:: Assignment ::
Reproduce word for word the passage of the NASA software thread from "This lists contains" to "a treasure hunt.".
#### Source document
NASA Software List?

[B-ROB]

Does NASA have a comprehensive list of software programs that are available to the public through open source, user agreement or license?

This lists contains open source projects:  http://ti.arc.nasa.gov/opensource/projects/

However, that list does not seem to be comprehensive, even for open source.  For instance, it lists OpenVSP but does not list "OpenMDAO"?  Why not?

Is there a list for non-open source projects, but the public may use them if there is an agreement in place, such as OverFlow?

I know NASA has some software gems and I'm trying to find them...but it's like a treasure hunt. 

[Steve]

In case this website hasn't pushed it enough, Cart3D is an amazing
Euler CFD code. It's very easy to use and Mike Aftosmis is very
responsive to questions. Make sure you check out the PDAS
http://www.pdas.com/contents15.html software. There are a lot of
public domain NASA programs freely available for download. Also check
out http://code.google.com/p/nasa-cosmic/ which also has quite a few
old programs.

While I'm at it, I might as well put down my open source project.
It's a Nastran BDF/OP2/OP4 parser written in Python. It's pretty
capable and the next version will be even better :) There's also a
simple GUI and I'm adding Cart3d support so you'll be able to export
the model to and from Nastran.
http://code.google.com/p/pynastran/

[Rob McDonald]

Steve,

Thanks for the information. Especially the links to the recovered
COSMIC archive. If you have contact with that group - I'd love to see
more. Resurrecting a complete COSMIC archive would be a great
service.

Rob

[Nathan Alday]

Seconding Rob on resurrecting COSMIC. I hear someone mourning COSMIC at least twice a month.
########
#### Data under study
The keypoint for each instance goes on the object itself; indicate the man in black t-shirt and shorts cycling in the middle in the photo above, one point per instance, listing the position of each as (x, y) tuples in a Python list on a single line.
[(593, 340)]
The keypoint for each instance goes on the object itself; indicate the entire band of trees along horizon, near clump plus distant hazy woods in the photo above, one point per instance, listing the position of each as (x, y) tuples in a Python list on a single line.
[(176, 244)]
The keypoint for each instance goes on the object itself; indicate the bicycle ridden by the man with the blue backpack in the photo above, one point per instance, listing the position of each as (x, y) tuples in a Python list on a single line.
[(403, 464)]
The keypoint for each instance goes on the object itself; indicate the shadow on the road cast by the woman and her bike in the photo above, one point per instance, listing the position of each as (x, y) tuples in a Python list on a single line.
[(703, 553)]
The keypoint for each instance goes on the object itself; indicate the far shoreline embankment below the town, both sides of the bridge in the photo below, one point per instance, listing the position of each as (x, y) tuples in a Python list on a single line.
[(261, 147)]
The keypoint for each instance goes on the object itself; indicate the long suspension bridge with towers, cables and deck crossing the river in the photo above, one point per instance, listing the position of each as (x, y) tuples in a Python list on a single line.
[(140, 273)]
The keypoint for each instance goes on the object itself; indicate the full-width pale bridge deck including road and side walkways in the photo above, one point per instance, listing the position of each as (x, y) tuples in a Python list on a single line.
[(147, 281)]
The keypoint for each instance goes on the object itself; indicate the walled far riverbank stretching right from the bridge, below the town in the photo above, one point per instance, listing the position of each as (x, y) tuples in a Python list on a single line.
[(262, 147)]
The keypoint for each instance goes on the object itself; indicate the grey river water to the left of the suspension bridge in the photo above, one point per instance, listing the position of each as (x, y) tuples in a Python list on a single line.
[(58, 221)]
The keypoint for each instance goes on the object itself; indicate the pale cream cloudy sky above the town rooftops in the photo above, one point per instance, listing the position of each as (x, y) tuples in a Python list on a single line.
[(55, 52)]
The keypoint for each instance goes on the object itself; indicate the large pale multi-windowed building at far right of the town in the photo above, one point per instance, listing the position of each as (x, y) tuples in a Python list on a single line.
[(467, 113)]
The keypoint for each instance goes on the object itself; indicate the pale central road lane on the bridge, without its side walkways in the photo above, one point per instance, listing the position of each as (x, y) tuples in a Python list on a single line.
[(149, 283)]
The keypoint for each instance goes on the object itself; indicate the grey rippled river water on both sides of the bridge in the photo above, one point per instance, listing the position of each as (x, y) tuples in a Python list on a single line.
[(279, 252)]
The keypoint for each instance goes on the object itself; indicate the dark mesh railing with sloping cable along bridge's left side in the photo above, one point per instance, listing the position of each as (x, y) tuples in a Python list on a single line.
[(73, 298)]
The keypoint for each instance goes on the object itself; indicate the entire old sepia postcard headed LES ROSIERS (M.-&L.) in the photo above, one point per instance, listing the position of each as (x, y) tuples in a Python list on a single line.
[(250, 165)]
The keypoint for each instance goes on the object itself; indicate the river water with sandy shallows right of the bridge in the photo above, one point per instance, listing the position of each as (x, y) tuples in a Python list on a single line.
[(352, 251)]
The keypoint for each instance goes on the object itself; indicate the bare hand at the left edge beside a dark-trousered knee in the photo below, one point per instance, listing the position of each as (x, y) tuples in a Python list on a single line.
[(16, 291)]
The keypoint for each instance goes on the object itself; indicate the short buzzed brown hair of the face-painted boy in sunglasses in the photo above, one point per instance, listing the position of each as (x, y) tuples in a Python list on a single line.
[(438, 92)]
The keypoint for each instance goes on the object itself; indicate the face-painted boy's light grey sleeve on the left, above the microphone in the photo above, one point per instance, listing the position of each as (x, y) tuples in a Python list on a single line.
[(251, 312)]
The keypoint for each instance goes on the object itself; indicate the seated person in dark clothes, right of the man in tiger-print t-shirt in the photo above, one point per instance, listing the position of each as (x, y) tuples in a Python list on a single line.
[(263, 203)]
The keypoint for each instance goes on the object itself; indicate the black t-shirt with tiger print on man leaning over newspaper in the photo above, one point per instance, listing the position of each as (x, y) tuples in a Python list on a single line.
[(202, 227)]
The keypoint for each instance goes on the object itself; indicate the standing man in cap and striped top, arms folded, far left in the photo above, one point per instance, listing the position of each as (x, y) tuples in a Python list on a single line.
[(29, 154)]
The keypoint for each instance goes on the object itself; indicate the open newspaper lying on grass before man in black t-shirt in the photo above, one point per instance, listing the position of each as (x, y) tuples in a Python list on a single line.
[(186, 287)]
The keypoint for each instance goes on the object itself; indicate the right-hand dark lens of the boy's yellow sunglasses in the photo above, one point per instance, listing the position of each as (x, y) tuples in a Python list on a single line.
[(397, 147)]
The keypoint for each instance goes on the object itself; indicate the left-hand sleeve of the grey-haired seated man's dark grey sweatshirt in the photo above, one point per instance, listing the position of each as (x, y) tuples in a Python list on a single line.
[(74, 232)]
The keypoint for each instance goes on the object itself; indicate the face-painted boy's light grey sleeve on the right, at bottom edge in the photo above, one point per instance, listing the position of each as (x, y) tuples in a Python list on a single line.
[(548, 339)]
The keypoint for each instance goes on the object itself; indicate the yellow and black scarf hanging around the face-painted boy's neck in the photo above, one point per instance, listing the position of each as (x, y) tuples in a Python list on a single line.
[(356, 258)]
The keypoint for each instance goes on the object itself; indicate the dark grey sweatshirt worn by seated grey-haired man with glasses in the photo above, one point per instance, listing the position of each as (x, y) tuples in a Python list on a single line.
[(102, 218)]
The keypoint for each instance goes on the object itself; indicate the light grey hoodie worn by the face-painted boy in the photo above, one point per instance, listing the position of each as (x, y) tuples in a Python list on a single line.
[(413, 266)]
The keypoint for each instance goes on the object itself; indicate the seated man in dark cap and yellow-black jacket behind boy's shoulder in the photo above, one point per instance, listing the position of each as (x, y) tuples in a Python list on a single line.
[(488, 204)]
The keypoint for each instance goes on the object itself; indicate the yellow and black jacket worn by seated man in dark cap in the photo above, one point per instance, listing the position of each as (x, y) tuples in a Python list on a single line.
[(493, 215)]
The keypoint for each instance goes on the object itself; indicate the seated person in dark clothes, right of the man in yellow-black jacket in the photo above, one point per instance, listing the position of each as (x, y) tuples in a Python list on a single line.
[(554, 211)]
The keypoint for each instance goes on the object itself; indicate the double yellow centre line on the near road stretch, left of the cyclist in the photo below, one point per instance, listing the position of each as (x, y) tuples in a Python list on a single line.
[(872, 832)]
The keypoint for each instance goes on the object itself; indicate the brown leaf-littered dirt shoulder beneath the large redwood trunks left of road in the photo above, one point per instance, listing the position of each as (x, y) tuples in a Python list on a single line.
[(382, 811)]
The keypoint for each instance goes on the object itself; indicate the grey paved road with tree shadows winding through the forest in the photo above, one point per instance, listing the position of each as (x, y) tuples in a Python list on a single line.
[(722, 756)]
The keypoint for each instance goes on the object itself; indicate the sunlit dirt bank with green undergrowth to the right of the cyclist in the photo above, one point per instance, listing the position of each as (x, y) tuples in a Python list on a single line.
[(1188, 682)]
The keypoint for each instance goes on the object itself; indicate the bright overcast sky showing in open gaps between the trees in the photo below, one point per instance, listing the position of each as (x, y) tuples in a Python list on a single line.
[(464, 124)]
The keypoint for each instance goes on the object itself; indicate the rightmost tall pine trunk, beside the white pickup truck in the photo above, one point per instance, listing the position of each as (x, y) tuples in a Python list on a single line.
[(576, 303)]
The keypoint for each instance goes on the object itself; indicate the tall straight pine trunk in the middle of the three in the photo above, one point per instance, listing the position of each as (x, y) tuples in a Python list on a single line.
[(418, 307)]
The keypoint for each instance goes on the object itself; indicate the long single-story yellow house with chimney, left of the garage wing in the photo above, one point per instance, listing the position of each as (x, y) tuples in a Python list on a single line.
########
:: Answer space ::
This lists contains open source projects:  http://ti.arc.nasa.gov/opensource/projects/

However, that list does not seem to be comprehensive, even for open source.  For instance, it lists OpenVSP but does not list "OpenMDAO"?  Why not?

Is there a list for non-open source projects, but the public may use them if there is an agreement in place, such as OverFlow?

I know NASA has some software gems and I'm trying to find them...but it's like a treasure hunt.